Problem to work on:
The expected output is a verbatim reprint of the lines from the beginning of the data that follows through the line that contains "Exercise. Indicate the white building".
Data to process Block Start
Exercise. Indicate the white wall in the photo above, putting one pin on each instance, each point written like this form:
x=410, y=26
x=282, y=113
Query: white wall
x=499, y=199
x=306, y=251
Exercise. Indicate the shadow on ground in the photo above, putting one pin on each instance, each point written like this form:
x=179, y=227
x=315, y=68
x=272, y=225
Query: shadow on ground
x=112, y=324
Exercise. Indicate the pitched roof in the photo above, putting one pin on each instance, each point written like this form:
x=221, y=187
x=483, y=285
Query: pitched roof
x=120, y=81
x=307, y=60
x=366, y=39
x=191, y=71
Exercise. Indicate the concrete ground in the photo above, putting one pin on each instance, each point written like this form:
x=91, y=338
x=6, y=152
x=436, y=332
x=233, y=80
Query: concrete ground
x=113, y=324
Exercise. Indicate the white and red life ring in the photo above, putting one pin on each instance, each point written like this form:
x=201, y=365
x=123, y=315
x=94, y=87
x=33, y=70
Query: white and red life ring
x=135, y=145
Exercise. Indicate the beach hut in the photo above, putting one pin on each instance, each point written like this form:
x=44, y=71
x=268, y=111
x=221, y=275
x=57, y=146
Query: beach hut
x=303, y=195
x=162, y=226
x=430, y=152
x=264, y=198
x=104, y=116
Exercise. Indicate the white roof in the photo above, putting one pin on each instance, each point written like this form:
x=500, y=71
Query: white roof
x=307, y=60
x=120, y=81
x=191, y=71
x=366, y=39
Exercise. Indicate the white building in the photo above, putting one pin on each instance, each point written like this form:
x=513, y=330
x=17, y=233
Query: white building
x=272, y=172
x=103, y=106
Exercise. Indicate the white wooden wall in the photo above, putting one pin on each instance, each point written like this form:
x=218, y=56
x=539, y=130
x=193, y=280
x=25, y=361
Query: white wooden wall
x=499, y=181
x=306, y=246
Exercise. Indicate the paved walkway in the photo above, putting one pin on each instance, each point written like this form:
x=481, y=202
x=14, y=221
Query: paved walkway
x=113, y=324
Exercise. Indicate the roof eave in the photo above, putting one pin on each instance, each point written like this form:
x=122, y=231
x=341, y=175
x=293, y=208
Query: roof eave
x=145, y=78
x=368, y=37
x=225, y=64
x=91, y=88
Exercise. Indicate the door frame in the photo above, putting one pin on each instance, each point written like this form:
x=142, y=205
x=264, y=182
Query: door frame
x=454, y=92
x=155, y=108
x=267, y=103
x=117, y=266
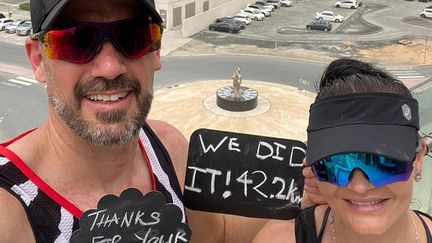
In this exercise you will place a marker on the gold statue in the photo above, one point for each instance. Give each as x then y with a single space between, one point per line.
237 83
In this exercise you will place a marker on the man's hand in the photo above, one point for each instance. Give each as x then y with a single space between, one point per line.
311 192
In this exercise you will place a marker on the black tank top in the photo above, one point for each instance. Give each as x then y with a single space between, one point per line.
305 227
52 217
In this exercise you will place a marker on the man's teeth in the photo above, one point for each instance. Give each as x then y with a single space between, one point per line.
107 98
367 203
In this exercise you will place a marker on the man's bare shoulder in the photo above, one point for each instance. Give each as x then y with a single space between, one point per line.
14 225
175 143
276 231
166 132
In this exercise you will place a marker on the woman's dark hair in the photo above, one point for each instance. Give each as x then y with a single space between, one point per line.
346 76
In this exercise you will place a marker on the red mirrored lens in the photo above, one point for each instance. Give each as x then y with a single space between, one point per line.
79 44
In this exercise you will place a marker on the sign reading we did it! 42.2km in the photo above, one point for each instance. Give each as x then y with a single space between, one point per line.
244 174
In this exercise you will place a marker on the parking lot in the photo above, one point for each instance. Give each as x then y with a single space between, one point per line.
288 22
16 15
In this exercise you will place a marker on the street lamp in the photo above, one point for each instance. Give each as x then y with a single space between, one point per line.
425 52
428 140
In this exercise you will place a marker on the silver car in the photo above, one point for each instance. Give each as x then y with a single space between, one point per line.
11 28
24 28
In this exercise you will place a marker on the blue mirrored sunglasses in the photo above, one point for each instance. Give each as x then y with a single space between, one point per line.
378 169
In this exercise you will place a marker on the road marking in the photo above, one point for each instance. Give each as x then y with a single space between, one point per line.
19 82
407 75
11 84
28 80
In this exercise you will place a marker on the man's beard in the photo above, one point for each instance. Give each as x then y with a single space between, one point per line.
112 128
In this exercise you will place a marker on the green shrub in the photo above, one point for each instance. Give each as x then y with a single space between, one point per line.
25 6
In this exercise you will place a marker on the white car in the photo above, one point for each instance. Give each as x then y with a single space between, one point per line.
255 15
11 28
329 16
243 17
4 22
352 4
275 3
268 8
426 13
264 4
286 3
267 13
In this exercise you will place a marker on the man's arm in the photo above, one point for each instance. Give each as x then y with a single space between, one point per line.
14 225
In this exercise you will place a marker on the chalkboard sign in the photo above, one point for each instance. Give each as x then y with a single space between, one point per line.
244 174
133 217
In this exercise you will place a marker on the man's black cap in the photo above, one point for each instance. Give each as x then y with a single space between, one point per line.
44 12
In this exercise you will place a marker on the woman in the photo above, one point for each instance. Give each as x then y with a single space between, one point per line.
364 149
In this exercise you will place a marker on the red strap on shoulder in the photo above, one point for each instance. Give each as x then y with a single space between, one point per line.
44 187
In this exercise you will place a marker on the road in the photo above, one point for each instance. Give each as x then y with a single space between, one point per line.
24 103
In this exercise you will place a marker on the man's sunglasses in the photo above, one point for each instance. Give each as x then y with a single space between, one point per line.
379 170
81 42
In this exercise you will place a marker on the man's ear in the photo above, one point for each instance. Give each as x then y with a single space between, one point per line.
157 63
34 54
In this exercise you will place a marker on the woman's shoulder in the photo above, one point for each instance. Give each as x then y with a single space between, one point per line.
276 231
285 230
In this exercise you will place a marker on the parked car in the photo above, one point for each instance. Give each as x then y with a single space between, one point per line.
258 6
4 22
255 15
265 12
225 27
25 28
352 4
275 3
264 4
319 25
286 3
232 20
329 16
426 13
243 17
11 28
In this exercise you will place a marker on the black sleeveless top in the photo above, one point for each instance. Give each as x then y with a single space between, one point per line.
305 227
52 217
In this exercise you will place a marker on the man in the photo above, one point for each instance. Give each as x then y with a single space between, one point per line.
97 59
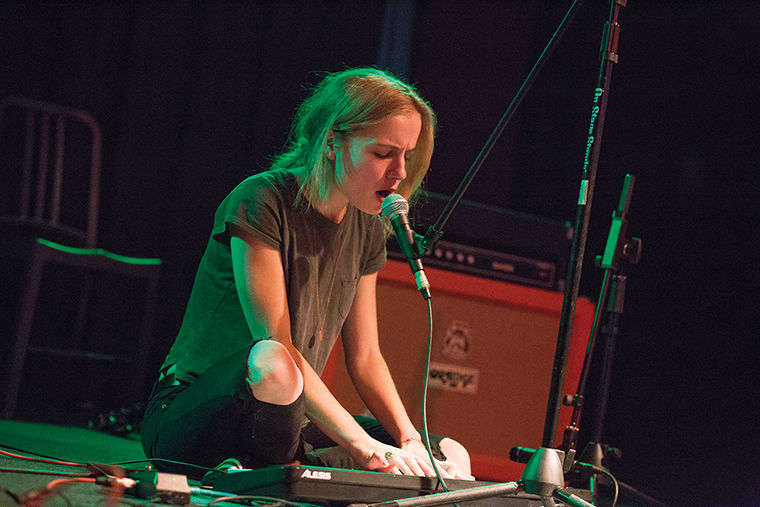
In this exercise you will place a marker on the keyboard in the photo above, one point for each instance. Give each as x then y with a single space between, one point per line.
338 487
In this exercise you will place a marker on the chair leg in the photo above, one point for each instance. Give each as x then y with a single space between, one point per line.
25 320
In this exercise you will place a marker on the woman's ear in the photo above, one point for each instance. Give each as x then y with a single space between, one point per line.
331 148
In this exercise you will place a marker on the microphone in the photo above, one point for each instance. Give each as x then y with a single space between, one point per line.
396 209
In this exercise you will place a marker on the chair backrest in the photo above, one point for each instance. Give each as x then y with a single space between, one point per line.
35 134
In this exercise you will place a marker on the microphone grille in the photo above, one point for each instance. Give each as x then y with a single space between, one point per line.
394 204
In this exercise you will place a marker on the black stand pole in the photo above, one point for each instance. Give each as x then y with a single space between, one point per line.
435 231
583 212
618 252
544 473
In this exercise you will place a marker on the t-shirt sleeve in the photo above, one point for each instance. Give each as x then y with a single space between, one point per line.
255 207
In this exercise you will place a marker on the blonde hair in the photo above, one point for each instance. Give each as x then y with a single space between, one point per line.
344 103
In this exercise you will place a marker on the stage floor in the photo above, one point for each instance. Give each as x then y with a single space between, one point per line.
71 444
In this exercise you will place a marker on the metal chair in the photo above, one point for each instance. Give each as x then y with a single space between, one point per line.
34 134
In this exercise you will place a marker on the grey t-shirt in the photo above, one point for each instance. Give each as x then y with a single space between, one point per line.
313 250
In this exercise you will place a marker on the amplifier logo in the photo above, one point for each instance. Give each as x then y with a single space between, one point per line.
456 342
451 377
316 474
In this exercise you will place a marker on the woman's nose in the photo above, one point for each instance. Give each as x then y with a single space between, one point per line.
397 171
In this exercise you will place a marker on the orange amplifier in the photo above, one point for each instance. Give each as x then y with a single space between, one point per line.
492 357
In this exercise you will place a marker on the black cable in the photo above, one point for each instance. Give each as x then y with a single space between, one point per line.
257 498
161 460
40 472
602 470
426 435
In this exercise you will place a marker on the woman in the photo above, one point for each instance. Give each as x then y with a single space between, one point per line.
292 262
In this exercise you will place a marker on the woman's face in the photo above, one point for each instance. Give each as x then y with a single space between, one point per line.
370 163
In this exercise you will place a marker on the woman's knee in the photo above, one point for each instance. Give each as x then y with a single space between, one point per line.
273 376
456 453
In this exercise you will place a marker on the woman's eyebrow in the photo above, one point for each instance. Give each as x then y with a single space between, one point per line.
393 146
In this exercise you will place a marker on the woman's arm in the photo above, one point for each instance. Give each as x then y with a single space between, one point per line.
260 282
367 367
372 378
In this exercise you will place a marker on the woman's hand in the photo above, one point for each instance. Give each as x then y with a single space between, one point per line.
380 457
447 469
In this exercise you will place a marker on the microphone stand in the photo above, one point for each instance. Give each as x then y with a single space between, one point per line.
435 231
544 473
619 252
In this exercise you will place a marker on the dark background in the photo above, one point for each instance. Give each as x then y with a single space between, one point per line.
192 98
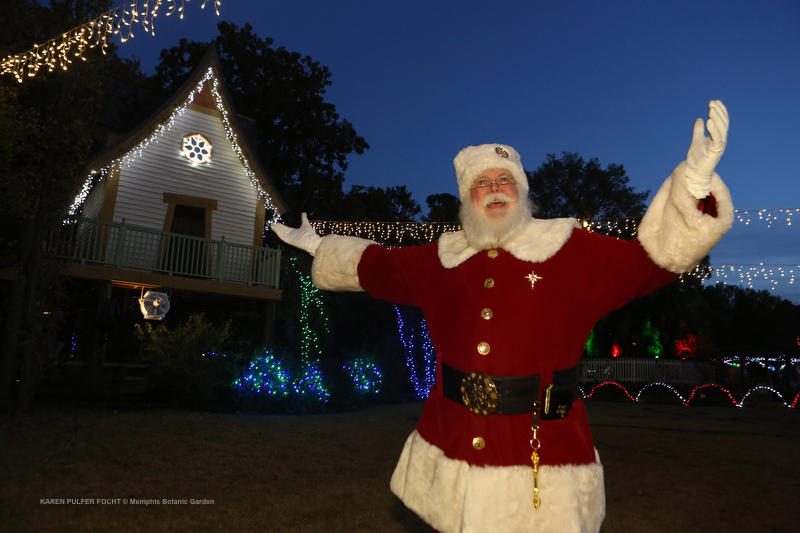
Data to process Block End
Answer below:
Exercise. Indicate the white wall in the photo above, putting one pin on each instance, each point written like this form:
x=410, y=26
x=282, y=113
Query: white wall
x=499, y=199
x=306, y=251
Exercise. Indicate the shadow on ground in the photo above, putting one pin on each instance, each point written like this form:
x=179, y=227
x=315, y=68
x=272, y=225
Query: shadow on ground
x=112, y=324
Exercise. Indicate the pitched roof in the photo above, putting one pin on each instance, each point written like this form:
x=221, y=187
x=483, y=285
Query: pitched roof
x=120, y=81
x=307, y=60
x=366, y=39
x=191, y=71
Exercise. Indicate the concrete ground in the photo above, putting one pin on each instance, each point written like this form:
x=91, y=338
x=6, y=152
x=436, y=332
x=233, y=80
Query: concrete ground
x=113, y=324
Exercise. Indicate the white and red life ring in the photo above, putting one pin on each instance, each point written like this form:
x=201, y=365
x=123, y=315
x=94, y=87
x=33, y=70
Query: white and red life ring
x=135, y=145
Exercise. Indicate the beach hut in the photo above, putting one pin on each instance, each point written like this form:
x=44, y=71
x=268, y=111
x=221, y=275
x=57, y=146
Query: beach hut
x=303, y=195
x=162, y=226
x=430, y=152
x=264, y=198
x=104, y=116
Exercise. Indicate the white roof in the photo above, putting one pin on each instance, each point written like this form:
x=500, y=71
Query: white roof
x=307, y=60
x=120, y=81
x=191, y=71
x=366, y=39
Exercise. Indicate the white building in the photo above, putting one pin on each instance, each point written like this form:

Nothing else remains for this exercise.